### ASSIGNMENT
When you reach the line in the listing below that contains "Query: tree bark", begin returning lines exactly as written, and stop after the line that contains "[(214, 55), (94, 32), (47, 183), (130, 94)]". Return no other lines.

### MATERIALS PROVIDED

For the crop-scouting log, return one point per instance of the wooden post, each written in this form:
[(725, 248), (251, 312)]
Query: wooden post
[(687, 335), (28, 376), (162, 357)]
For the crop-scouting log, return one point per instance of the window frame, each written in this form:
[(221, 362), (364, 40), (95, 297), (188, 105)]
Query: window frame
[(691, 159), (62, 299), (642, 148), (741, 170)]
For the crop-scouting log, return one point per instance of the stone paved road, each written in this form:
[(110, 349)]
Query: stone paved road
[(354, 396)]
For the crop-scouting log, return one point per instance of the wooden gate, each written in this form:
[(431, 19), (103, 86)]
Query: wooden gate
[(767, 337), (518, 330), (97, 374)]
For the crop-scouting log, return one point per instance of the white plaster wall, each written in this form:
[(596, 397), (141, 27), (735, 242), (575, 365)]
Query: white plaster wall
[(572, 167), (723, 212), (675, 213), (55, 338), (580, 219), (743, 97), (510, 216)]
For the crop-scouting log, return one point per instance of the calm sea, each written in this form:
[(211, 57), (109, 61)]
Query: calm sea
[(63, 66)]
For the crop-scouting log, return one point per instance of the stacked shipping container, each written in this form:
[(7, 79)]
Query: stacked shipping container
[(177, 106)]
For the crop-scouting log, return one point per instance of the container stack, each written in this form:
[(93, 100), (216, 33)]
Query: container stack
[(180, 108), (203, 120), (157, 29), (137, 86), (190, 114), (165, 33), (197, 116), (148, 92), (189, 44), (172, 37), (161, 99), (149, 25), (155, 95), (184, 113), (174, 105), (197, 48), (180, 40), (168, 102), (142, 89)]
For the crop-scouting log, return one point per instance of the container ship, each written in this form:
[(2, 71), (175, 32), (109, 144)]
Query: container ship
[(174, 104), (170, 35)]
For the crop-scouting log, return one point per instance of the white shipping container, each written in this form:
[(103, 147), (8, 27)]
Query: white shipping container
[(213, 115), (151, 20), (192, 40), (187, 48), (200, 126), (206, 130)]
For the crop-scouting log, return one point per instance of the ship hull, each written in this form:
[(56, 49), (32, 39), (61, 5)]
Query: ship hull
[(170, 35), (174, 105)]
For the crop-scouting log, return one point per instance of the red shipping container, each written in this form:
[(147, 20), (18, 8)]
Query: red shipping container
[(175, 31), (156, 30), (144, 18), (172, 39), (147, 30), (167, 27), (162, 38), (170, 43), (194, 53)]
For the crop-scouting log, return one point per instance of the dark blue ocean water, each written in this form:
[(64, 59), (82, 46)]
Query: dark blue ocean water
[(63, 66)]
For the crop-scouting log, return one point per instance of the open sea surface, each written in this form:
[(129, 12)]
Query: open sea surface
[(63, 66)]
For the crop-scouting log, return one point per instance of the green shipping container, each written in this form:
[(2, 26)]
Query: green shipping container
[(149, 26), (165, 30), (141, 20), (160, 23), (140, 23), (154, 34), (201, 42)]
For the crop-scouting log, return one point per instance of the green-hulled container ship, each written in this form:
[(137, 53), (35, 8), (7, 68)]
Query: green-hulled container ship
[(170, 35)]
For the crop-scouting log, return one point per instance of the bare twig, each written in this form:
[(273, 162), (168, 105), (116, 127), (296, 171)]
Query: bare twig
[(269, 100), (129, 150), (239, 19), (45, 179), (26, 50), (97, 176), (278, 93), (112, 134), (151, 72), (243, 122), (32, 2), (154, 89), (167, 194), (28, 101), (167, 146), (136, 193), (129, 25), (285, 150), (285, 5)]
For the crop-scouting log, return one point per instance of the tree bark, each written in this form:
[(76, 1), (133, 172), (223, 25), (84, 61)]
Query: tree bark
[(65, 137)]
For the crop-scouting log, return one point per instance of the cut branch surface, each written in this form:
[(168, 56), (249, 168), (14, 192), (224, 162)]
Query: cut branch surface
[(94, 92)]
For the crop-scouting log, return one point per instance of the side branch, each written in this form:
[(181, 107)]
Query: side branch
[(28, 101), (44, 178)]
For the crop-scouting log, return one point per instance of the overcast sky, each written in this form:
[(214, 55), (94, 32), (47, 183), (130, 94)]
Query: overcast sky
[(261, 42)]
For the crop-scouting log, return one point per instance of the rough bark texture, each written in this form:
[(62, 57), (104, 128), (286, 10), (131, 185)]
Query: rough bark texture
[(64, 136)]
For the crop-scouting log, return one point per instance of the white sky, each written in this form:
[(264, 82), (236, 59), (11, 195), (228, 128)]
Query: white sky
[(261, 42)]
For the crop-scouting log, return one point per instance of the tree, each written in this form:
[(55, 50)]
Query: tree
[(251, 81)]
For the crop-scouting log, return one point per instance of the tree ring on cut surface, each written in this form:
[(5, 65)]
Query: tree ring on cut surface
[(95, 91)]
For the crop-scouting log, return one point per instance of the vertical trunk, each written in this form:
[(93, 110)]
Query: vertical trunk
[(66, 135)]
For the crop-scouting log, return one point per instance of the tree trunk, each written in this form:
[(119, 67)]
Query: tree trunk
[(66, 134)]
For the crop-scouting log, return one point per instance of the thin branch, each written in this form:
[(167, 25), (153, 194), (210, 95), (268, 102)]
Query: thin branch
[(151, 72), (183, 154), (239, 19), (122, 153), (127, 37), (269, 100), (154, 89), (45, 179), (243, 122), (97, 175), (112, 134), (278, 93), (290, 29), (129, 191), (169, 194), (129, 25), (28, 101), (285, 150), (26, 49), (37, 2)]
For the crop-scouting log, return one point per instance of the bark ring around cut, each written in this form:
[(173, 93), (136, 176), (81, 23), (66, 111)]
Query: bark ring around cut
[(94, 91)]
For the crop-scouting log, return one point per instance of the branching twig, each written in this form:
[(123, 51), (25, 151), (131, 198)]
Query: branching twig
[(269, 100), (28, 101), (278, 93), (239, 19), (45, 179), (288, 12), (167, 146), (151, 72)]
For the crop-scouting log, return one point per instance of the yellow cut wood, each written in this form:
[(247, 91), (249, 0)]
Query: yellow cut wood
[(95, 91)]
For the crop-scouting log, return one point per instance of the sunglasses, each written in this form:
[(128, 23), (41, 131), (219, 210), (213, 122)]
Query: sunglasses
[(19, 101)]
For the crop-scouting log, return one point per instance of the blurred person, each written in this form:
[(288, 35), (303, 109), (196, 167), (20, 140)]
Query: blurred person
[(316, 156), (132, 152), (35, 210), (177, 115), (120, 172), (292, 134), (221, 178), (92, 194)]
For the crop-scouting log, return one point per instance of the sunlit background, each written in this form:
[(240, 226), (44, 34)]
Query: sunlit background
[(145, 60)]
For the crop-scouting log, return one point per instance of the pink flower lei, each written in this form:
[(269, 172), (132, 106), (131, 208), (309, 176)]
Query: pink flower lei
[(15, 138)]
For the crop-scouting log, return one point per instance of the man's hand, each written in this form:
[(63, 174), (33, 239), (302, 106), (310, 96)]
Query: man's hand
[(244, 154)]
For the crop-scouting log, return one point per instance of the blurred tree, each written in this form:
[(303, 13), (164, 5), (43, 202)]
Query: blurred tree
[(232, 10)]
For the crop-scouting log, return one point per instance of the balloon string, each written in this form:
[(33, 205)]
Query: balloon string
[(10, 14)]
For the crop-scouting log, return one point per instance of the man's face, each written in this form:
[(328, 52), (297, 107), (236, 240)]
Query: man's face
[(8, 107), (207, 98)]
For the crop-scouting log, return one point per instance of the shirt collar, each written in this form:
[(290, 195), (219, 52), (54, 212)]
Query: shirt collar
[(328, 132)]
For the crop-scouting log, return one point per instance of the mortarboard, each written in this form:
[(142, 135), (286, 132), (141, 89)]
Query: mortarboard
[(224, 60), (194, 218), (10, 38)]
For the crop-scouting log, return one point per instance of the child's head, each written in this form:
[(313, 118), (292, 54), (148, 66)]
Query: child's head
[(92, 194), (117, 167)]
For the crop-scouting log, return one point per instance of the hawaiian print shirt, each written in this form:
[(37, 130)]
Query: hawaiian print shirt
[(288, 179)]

### RESPONSE AREA
Query: tree bark
[(65, 137)]
For the crop-scouting log, return one point per instance of the cut branch surface, each written in this form:
[(168, 56), (249, 168), (14, 192), (224, 162)]
Query: cut branch surface
[(94, 92)]
For the crop-scouting log, return one point per instance of the side branch, each written in this form:
[(181, 107)]
Query: side branch
[(28, 101), (44, 178)]
For the crop-scouting log, return one point per instance of the overcast sky, each written in this form:
[(214, 55), (94, 32), (47, 183), (130, 94)]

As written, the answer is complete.